DESKRIPSI SOAL:
Lanjutkan teks tentang program Bereh di lingkungan pemerintah Aceh, dimulai setelah kalimat terakhirnya.

Oleh Rizal, S.Pd., M.TESOL
Pernah belajar di CESL, University of Arizona, Amerika yang merupakan Alumni Flinders University, Australia
Kata Bereh sangatlah fenomenal dalam lingkungan pemerintah Aceh selama ini. Seluruh pegawai yang ada dipastikan tahu apa itu Bereh, meskipun tidak memahami secara mendetil aspek yang terkandung di dalam kata Bereh tersebut. Secara garis besar, kata Bereh yang mulai digaungkan sejak akhir tahun 2019 ini dipahami sebagai instruksi untuk membereskan tempat lingkungan kerja, baik di dalam maupun di luar ruangan, agar pegawai yang melakukan tugasnya dapat merasa nyaman. Kata Bereh merupakan akronim dari Bersih, Rapi, Estetis, dan Hijau yang menjadi program utama pemerintah Aceh dalam mentransformasi seluruh lingkungan kerja yang ada, baik di provinsi maupun di setiap kabupaten yang ada di Aceh.

DATA TERCATAT:

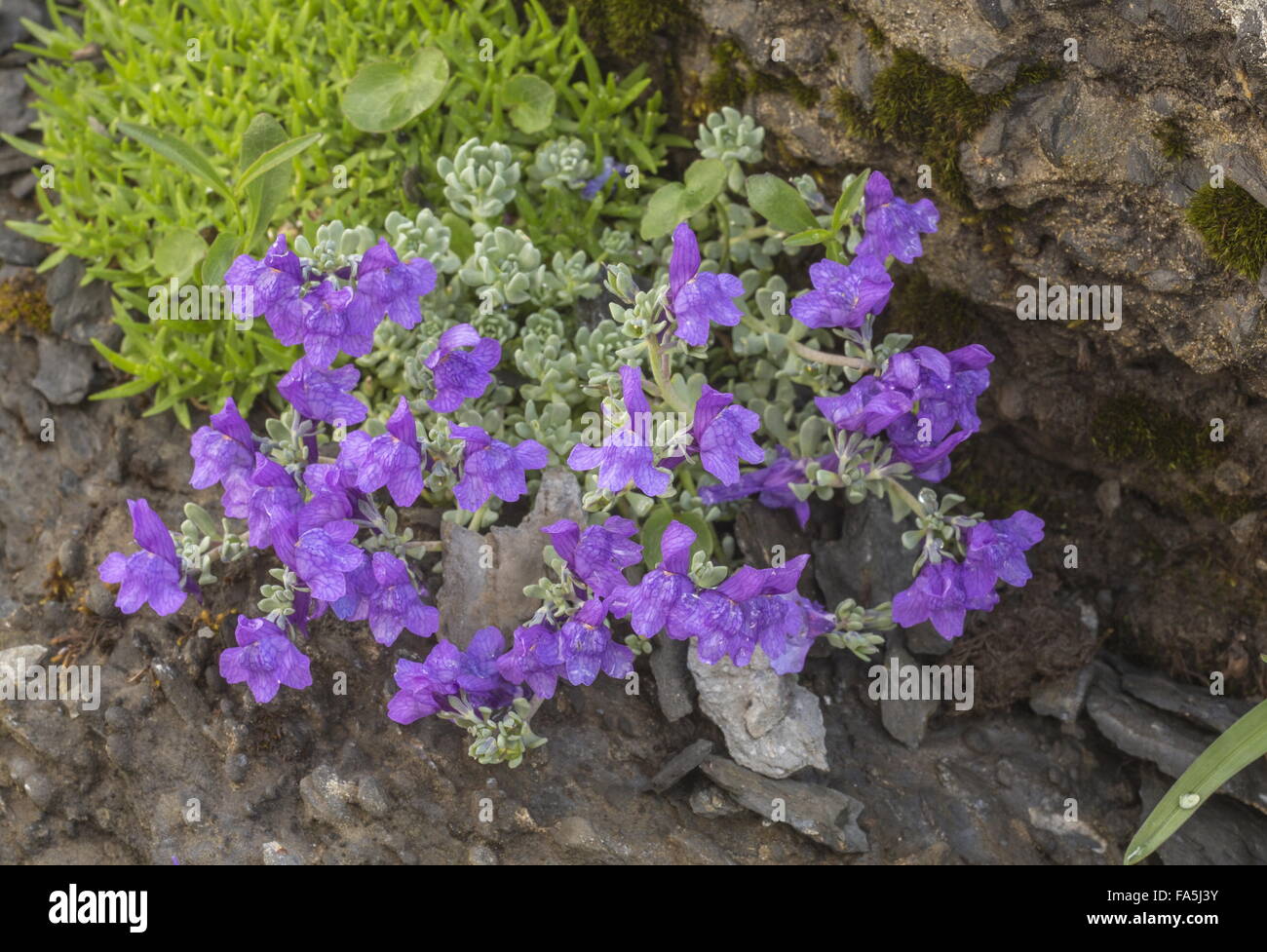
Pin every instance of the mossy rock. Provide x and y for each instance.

JAWABAN LATIHAN:
Di bidang pendidikan sendiri program Bereh ini juga sangatlah dikenal, baik di kalangan guru maupun siswa. Bahkan, tidak sedikit para kepala sekolah yang tidak bisa tidur dengan nyenyak sejak program ini diluncurkan dikarenakan mereka harus melaksanakan instruksi ini dalam waktu sesingkat-singkatnya. Pekerjaan besar yang harus mereka selesaikan di sekolah masing-masing mencakup penataan taman sekolah, kamar mandi, ruang kerja, kantin, hingga gudang dan mushalla. Seluruh fasilitas ini diharuskan dalam kondisi bersih, rapi, estetis, dan hijau sebelum adanya kunjungan tim dari provinsi.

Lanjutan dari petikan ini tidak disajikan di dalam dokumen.